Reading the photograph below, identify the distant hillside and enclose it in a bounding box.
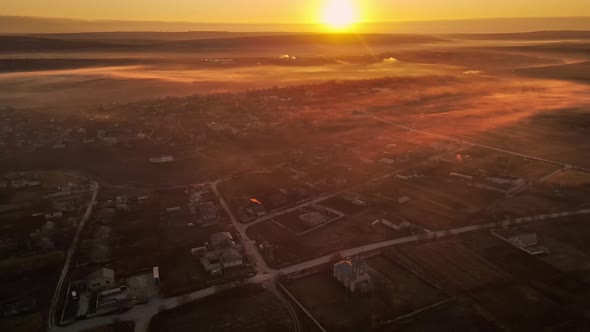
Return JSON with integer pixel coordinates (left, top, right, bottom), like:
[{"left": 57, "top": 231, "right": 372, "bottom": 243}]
[
  {"left": 515, "top": 61, "right": 590, "bottom": 83},
  {"left": 159, "top": 33, "right": 447, "bottom": 51},
  {"left": 0, "top": 33, "right": 446, "bottom": 54},
  {"left": 488, "top": 42, "right": 590, "bottom": 56},
  {"left": 448, "top": 31, "right": 590, "bottom": 40},
  {"left": 25, "top": 31, "right": 296, "bottom": 44},
  {"left": 0, "top": 36, "right": 141, "bottom": 52}
]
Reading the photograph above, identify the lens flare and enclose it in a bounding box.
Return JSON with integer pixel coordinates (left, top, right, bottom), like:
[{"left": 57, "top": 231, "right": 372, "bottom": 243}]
[{"left": 322, "top": 0, "right": 359, "bottom": 30}]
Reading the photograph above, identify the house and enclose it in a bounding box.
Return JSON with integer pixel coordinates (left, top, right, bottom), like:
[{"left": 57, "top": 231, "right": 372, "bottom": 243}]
[
  {"left": 198, "top": 202, "right": 218, "bottom": 223},
  {"left": 493, "top": 231, "right": 550, "bottom": 256},
  {"left": 166, "top": 206, "right": 182, "bottom": 214},
  {"left": 486, "top": 176, "right": 526, "bottom": 187},
  {"left": 380, "top": 158, "right": 395, "bottom": 166},
  {"left": 200, "top": 252, "right": 223, "bottom": 275},
  {"left": 397, "top": 196, "right": 411, "bottom": 204},
  {"left": 220, "top": 249, "right": 244, "bottom": 268},
  {"left": 153, "top": 266, "right": 160, "bottom": 284},
  {"left": 87, "top": 268, "right": 116, "bottom": 291},
  {"left": 115, "top": 195, "right": 128, "bottom": 210},
  {"left": 246, "top": 204, "right": 266, "bottom": 217},
  {"left": 396, "top": 170, "right": 417, "bottom": 180},
  {"left": 449, "top": 172, "right": 474, "bottom": 181},
  {"left": 201, "top": 248, "right": 243, "bottom": 275},
  {"left": 209, "top": 232, "right": 235, "bottom": 250},
  {"left": 200, "top": 233, "right": 245, "bottom": 275},
  {"left": 509, "top": 233, "right": 539, "bottom": 248},
  {"left": 10, "top": 178, "right": 41, "bottom": 189},
  {"left": 351, "top": 199, "right": 368, "bottom": 206},
  {"left": 376, "top": 218, "right": 413, "bottom": 231},
  {"left": 101, "top": 137, "right": 119, "bottom": 146},
  {"left": 45, "top": 212, "right": 63, "bottom": 221},
  {"left": 333, "top": 257, "right": 371, "bottom": 293},
  {"left": 51, "top": 199, "right": 78, "bottom": 212},
  {"left": 149, "top": 155, "right": 174, "bottom": 163},
  {"left": 507, "top": 232, "right": 550, "bottom": 255}
]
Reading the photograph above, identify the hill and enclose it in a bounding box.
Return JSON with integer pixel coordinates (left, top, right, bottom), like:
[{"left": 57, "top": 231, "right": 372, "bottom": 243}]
[{"left": 0, "top": 33, "right": 446, "bottom": 54}]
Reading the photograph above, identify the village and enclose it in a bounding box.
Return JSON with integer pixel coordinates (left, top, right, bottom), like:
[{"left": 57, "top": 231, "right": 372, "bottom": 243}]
[{"left": 1, "top": 77, "right": 590, "bottom": 332}]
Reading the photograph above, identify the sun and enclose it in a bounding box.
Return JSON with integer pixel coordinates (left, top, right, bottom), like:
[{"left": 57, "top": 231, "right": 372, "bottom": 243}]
[{"left": 322, "top": 0, "right": 360, "bottom": 31}]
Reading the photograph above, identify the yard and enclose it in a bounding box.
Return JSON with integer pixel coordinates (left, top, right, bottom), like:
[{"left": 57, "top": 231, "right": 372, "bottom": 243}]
[
  {"left": 370, "top": 177, "right": 501, "bottom": 230},
  {"left": 285, "top": 259, "right": 447, "bottom": 332},
  {"left": 149, "top": 285, "right": 293, "bottom": 332},
  {"left": 547, "top": 169, "right": 590, "bottom": 186},
  {"left": 443, "top": 145, "right": 563, "bottom": 182},
  {"left": 390, "top": 240, "right": 509, "bottom": 292},
  {"left": 247, "top": 200, "right": 400, "bottom": 268},
  {"left": 471, "top": 283, "right": 582, "bottom": 331}
]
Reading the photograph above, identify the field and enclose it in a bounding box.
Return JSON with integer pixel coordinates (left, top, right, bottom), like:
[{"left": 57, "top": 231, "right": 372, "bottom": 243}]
[
  {"left": 461, "top": 231, "right": 590, "bottom": 325},
  {"left": 547, "top": 169, "right": 590, "bottom": 187},
  {"left": 247, "top": 197, "right": 401, "bottom": 268},
  {"left": 516, "top": 61, "right": 590, "bottom": 83},
  {"left": 442, "top": 145, "right": 563, "bottom": 182},
  {"left": 365, "top": 255, "right": 448, "bottom": 309},
  {"left": 524, "top": 216, "right": 590, "bottom": 285},
  {"left": 271, "top": 205, "right": 343, "bottom": 235},
  {"left": 0, "top": 312, "right": 45, "bottom": 332},
  {"left": 390, "top": 241, "right": 509, "bottom": 291},
  {"left": 0, "top": 250, "right": 64, "bottom": 278},
  {"left": 284, "top": 261, "right": 446, "bottom": 332},
  {"left": 370, "top": 177, "right": 501, "bottom": 229},
  {"left": 218, "top": 172, "right": 326, "bottom": 224},
  {"left": 471, "top": 283, "right": 582, "bottom": 331},
  {"left": 533, "top": 233, "right": 590, "bottom": 273},
  {"left": 531, "top": 216, "right": 590, "bottom": 257},
  {"left": 393, "top": 301, "right": 500, "bottom": 332},
  {"left": 149, "top": 285, "right": 293, "bottom": 332},
  {"left": 464, "top": 109, "right": 590, "bottom": 170},
  {"left": 493, "top": 188, "right": 588, "bottom": 218}
]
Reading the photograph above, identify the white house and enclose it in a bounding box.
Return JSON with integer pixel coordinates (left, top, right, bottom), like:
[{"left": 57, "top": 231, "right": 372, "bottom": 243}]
[
  {"left": 86, "top": 268, "right": 115, "bottom": 291},
  {"left": 333, "top": 257, "right": 371, "bottom": 293}
]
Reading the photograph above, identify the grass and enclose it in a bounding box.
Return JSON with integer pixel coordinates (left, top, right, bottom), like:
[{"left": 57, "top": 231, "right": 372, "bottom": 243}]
[{"left": 0, "top": 250, "right": 64, "bottom": 279}]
################
=== Task directions ===
In your copy, reproduce the data above exactly and skip every picture.

=== Task answer ===
Reading the photograph below, identify the distant hillside and enclose it in a bounding box.
Return JSON with integer pixel coordinates (left, top, right, bottom), like:
[{"left": 57, "top": 231, "right": 372, "bottom": 243}]
[
  {"left": 515, "top": 61, "right": 590, "bottom": 83},
  {"left": 159, "top": 33, "right": 447, "bottom": 51},
  {"left": 0, "top": 33, "right": 446, "bottom": 54},
  {"left": 488, "top": 42, "right": 590, "bottom": 56},
  {"left": 448, "top": 31, "right": 590, "bottom": 40},
  {"left": 25, "top": 31, "right": 296, "bottom": 44},
  {"left": 0, "top": 36, "right": 141, "bottom": 52}
]
Reading the photograph above, identify the lens flare and enclose it in a bounding box.
Return JSON with integer pixel coordinates (left, top, right, bottom), like:
[{"left": 57, "top": 231, "right": 372, "bottom": 243}]
[{"left": 322, "top": 0, "right": 359, "bottom": 30}]
Reading the photograph above, identify the house and enclose it in a bounding box.
Return JSON with integer pixel coordinates (left, top, right, bottom), like:
[{"left": 57, "top": 231, "right": 372, "bottom": 243}]
[
  {"left": 198, "top": 202, "right": 218, "bottom": 223},
  {"left": 493, "top": 231, "right": 550, "bottom": 256},
  {"left": 166, "top": 206, "right": 182, "bottom": 214},
  {"left": 486, "top": 176, "right": 526, "bottom": 187},
  {"left": 380, "top": 158, "right": 395, "bottom": 166},
  {"left": 200, "top": 252, "right": 223, "bottom": 275},
  {"left": 397, "top": 196, "right": 411, "bottom": 204},
  {"left": 220, "top": 249, "right": 244, "bottom": 268},
  {"left": 153, "top": 266, "right": 160, "bottom": 284},
  {"left": 87, "top": 268, "right": 116, "bottom": 291},
  {"left": 115, "top": 195, "right": 128, "bottom": 210},
  {"left": 246, "top": 204, "right": 266, "bottom": 217},
  {"left": 396, "top": 170, "right": 417, "bottom": 180},
  {"left": 449, "top": 172, "right": 474, "bottom": 181},
  {"left": 201, "top": 248, "right": 243, "bottom": 275},
  {"left": 209, "top": 232, "right": 235, "bottom": 250},
  {"left": 200, "top": 233, "right": 245, "bottom": 275},
  {"left": 509, "top": 233, "right": 539, "bottom": 248},
  {"left": 10, "top": 178, "right": 41, "bottom": 189},
  {"left": 351, "top": 199, "right": 368, "bottom": 206},
  {"left": 376, "top": 218, "right": 413, "bottom": 231},
  {"left": 101, "top": 137, "right": 119, "bottom": 146},
  {"left": 45, "top": 212, "right": 63, "bottom": 221},
  {"left": 333, "top": 257, "right": 371, "bottom": 293},
  {"left": 51, "top": 199, "right": 78, "bottom": 212},
  {"left": 149, "top": 155, "right": 174, "bottom": 163},
  {"left": 507, "top": 232, "right": 550, "bottom": 255}
]
Reading the photograph above, identify the hill and enclose it in a bounding box.
Return JSON with integer pixel coordinates (left, top, right, bottom), like:
[{"left": 57, "top": 231, "right": 372, "bottom": 243}]
[{"left": 0, "top": 33, "right": 446, "bottom": 54}]
Reading the photograph above, identify the village and enclose it in a bounding box.
Return JSON with integer pixel coordinates (left, top, right, bottom), like:
[{"left": 57, "top": 231, "right": 372, "bottom": 243}]
[{"left": 1, "top": 77, "right": 590, "bottom": 332}]
Reading the photograph above, identify the sun and enclose it in a bounding box.
Return JSON with integer pixel coordinates (left, top, right, bottom), like:
[{"left": 57, "top": 231, "right": 372, "bottom": 243}]
[{"left": 322, "top": 0, "right": 360, "bottom": 31}]
Reading the photograph above, identify the yard and enclose it in a bounding box.
Return JSON with integer pixel coordinates (left, top, right, bottom), like:
[{"left": 57, "top": 231, "right": 372, "bottom": 243}]
[
  {"left": 370, "top": 177, "right": 501, "bottom": 230},
  {"left": 285, "top": 259, "right": 447, "bottom": 332},
  {"left": 149, "top": 285, "right": 293, "bottom": 332},
  {"left": 547, "top": 169, "right": 590, "bottom": 186},
  {"left": 443, "top": 145, "right": 563, "bottom": 182},
  {"left": 390, "top": 240, "right": 509, "bottom": 292},
  {"left": 247, "top": 200, "right": 400, "bottom": 268},
  {"left": 471, "top": 283, "right": 582, "bottom": 331}
]
Reading the photograph above, identify the field and enclose it in a bounding box.
Return JSON with integer pixel coordinates (left, top, right, bottom), like:
[{"left": 57, "top": 231, "right": 372, "bottom": 243}]
[
  {"left": 461, "top": 231, "right": 590, "bottom": 325},
  {"left": 547, "top": 169, "right": 590, "bottom": 187},
  {"left": 247, "top": 197, "right": 401, "bottom": 268},
  {"left": 516, "top": 61, "right": 590, "bottom": 83},
  {"left": 442, "top": 145, "right": 563, "bottom": 182},
  {"left": 365, "top": 255, "right": 448, "bottom": 309},
  {"left": 524, "top": 216, "right": 590, "bottom": 285},
  {"left": 271, "top": 205, "right": 343, "bottom": 235},
  {"left": 0, "top": 312, "right": 45, "bottom": 332},
  {"left": 390, "top": 241, "right": 509, "bottom": 291},
  {"left": 0, "top": 250, "right": 64, "bottom": 278},
  {"left": 284, "top": 261, "right": 446, "bottom": 332},
  {"left": 370, "top": 177, "right": 501, "bottom": 229},
  {"left": 218, "top": 172, "right": 326, "bottom": 224},
  {"left": 471, "top": 283, "right": 582, "bottom": 331},
  {"left": 533, "top": 233, "right": 590, "bottom": 273},
  {"left": 531, "top": 216, "right": 590, "bottom": 257},
  {"left": 393, "top": 301, "right": 500, "bottom": 332},
  {"left": 149, "top": 285, "right": 293, "bottom": 332},
  {"left": 464, "top": 109, "right": 590, "bottom": 170},
  {"left": 493, "top": 188, "right": 588, "bottom": 218}
]
Reading the photograph above, identify the white house and enclose it in a bounding box.
Return JSON with integer pixel coordinates (left, top, right, bottom), like:
[{"left": 57, "top": 231, "right": 372, "bottom": 243}]
[
  {"left": 86, "top": 268, "right": 115, "bottom": 291},
  {"left": 333, "top": 257, "right": 371, "bottom": 293}
]
Reading the photograph above, identify the grass and enclose it in a bounding box.
Return JSON with integer pixel coordinates (left, top, right, bottom), like:
[{"left": 57, "top": 231, "right": 372, "bottom": 243}]
[{"left": 0, "top": 250, "right": 64, "bottom": 279}]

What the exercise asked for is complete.